__Okuma metni__:
Kardeşim Düştü! Billinan Düştü!
Kapımızın önünden cadde geçiyordu. Eminim o vakit cadde dediğimiz yolun genişliği şimdiki sokaklar kadardır. Çocuk gözümde öyle genişti ki, öbür tarafına geçmek güç ve cesaret isterdi. Caddenin karşı tarafından boylu boyunca Ceyhan Nehri çağlayarak, gürleyerek akıyordu. Şimdiki gibi sakin değildi o vakit. Çocuk gözümde kocaman bir denizdi belki de. Derin ve eğimli olmalıki, genç bir delikanlı gibi astığı astık, kestiği kestik. gürül gürül tüm haşmet ve azametiyle akıyordu. Gece üzerinden geçerken köprünün altından akan suyun çağlayış sesi, soğuk havanın nefesimizden çıkarttığı buharla birlikte sulardan yükselen sis bulutlarının bizi sarmalayışı dün gibi hatırımda.
Söylendiğine göre üç ila üç buçuk yaşlarındaymışım o eve taşındığımızda. Yaşam, belleğime iz bırakmaya bu yaşımda başlamış olmalı ki; daha önceye ait pek bir şey hatırlamıyorum. Hafızamda yer alan ilk sahneler, Ceyhan Nehri kenarında oturduğumuz eve ait. Hayalimde kalan bazı görüntü ve sahneleri hayal meyâl hatırlamaya çalıştığımda, içimi burkan bir olay geliyor hemen gözümün önüne. Billinan’ın suya düşüşü! Billinan henüz iki yaşındaymış.
O doğduğunda ben yeni dilleniyormuşum ve ‘Perihan’ diyemediğim için, bebekçe dilimle ’Billinan’ demişim ona. Annemlerin hoşuna gitmiş olmalı ki; onlar da Perihan’a ’Billinan’ derlerdi benim dilimce. Billinan, o evin anılarını hatırlayamaz. Ama ben, biraz daha büyük olduğum için hatırlıyorum bazı sahneleri.
Cadde kenarında yan yana dizilmiş ahşap evlerin biriydi bizim ev. Çift kanatlı, kocaman bir kapıdan; küçük loş bir avluya giriyorduk. Avludan yukarıya çıkan merdivenden bizim eve çıkılırdı. Merdivenin önünden geçerek avlunun en iç kısmından ev sahibimizin evine gidilirdi. Ama onların evinin içine ait hafızamda kalan hiçbir şey yok. Avludan geçerek girdiğimizi hatırlıyorum sadece…
Ev sahibemiz bizi torunları gibi severdi. Biz de ona ’babaanne’ derdik. Çok şişman bir kadın olarak hatırlıyorum. Aynı avluyu kullandığımız için rahmetli babamı her gördüğünde kira istemek için çevirirmiş. Babam her eve girişinde ona homurdanırdı; vakti gelmeden ev kirası istiyor diye.

__Görevin kapsamı__: Ceyhan Nehri kıyısındaki evle ilgili anı yazısını son cümlesinden sonra nasıl sürdürürsünüz? Devamını yazın.

[Kutu etiketleme veri kümesinden satırlar]
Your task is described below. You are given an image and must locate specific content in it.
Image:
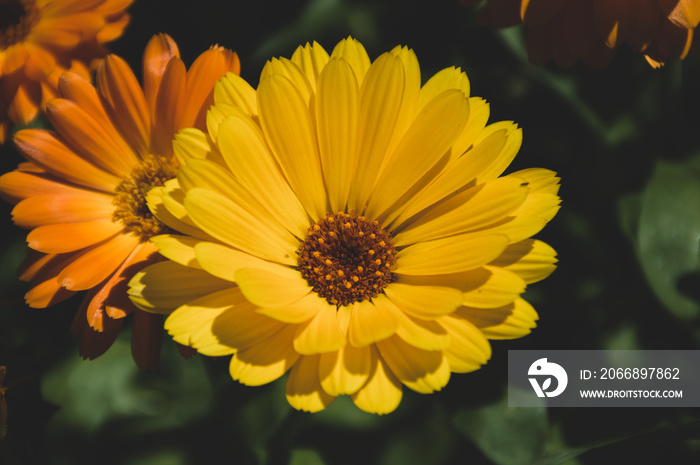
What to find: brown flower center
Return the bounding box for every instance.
[298,212,396,306]
[0,0,39,50]
[112,155,177,242]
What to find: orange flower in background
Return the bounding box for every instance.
[462,0,700,68]
[0,0,133,143]
[0,35,240,369]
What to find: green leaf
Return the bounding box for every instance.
[454,392,549,465]
[637,157,700,321]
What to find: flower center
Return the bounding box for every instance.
[112,155,177,242]
[298,212,396,306]
[0,0,39,50]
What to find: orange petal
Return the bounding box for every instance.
[180,47,241,129]
[7,81,41,124]
[97,55,151,156]
[143,34,180,119]
[27,219,122,253]
[46,98,138,176]
[12,191,114,229]
[151,58,187,155]
[58,234,138,291]
[14,129,121,191]
[0,163,95,204]
[658,0,700,29]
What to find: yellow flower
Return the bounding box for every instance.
[0,35,239,368]
[130,38,559,414]
[0,0,133,143]
[462,0,700,68]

__Nihai sonuç__:
Kaç basamaklı olduğunu bilemem ama tahta merdivenlerimizden çıkınca küçük bir sofa, sofanın sağ tarafında mutfak ve sol tarafında bir oda vardı. Kapısı sofaya açılan mutfağımızın içini de hatırlayamıyorum. Oturma odasının şeklini hatırlasam bile eşyalarını hatırlamıyorum. Sadece plastik beyaz oyuncak atımı ve bebeğimi hatırlıyorum.
Billinan’ın uzun siyah saçları vardı. İki omzundan dökülen kalın örgülü melikleri ve aynı hizada kesilmiş kâkülünün altında parlayan kara gözleri herkesin ilgisini çekerdi. Esmer tenli olduğu için çoğunlukla ”Kara kız” diye severlerdi onu.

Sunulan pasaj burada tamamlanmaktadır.